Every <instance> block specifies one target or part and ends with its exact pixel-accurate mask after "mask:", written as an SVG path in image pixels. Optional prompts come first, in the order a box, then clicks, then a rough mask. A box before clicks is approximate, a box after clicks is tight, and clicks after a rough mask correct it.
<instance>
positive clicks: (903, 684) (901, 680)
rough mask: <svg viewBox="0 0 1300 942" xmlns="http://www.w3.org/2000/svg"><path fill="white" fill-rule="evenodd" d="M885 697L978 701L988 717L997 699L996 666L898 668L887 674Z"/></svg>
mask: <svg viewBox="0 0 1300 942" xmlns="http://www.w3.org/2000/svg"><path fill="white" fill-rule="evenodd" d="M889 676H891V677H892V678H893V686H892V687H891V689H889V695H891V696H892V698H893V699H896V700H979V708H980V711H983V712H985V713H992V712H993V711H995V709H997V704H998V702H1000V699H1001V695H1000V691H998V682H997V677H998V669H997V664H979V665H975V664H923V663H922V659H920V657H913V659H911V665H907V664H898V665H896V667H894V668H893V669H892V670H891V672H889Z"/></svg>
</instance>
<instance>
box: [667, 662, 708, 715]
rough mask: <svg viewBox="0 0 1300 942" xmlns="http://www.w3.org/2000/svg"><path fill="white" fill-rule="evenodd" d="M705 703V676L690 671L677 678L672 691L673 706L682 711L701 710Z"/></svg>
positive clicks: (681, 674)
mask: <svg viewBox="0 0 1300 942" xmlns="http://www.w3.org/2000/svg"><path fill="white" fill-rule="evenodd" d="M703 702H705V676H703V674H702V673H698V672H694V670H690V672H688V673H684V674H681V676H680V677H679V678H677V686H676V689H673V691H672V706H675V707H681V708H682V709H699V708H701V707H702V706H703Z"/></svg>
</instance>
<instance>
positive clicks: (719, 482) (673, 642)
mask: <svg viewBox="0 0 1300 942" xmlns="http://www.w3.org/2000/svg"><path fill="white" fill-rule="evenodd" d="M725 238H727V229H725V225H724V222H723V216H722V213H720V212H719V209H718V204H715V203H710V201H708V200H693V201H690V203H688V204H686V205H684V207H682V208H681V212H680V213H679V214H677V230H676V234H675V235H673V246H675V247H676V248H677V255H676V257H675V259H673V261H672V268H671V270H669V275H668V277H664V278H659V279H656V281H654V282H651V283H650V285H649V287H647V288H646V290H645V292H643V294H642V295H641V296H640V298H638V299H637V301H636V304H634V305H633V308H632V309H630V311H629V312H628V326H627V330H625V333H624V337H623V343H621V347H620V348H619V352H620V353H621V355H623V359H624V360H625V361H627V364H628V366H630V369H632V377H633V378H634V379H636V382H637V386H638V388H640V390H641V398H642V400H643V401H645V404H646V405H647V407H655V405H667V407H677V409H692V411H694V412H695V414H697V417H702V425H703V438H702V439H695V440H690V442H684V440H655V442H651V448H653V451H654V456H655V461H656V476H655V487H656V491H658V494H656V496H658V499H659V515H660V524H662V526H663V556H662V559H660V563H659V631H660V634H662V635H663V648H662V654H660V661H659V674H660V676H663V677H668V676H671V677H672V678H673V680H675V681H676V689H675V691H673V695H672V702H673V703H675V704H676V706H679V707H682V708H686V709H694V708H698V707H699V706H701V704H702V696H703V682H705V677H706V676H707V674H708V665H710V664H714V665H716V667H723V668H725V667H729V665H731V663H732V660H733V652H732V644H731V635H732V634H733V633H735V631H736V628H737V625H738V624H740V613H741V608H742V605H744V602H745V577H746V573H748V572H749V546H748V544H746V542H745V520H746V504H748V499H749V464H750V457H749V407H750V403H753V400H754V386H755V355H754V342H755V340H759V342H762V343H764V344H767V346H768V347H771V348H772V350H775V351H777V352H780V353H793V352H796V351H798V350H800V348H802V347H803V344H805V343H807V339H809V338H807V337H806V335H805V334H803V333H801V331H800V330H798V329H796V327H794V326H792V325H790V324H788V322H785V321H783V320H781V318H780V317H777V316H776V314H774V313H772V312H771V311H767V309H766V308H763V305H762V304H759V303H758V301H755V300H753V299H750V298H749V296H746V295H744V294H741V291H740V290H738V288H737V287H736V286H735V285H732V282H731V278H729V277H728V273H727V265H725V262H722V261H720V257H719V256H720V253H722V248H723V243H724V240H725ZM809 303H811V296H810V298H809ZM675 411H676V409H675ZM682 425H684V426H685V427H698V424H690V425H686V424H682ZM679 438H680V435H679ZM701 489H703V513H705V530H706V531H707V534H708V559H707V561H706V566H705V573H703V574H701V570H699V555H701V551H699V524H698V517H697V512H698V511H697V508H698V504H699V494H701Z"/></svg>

Your goal
Count the lines of the data that contain the string "positive". Give only the number.

Response for this exercise
3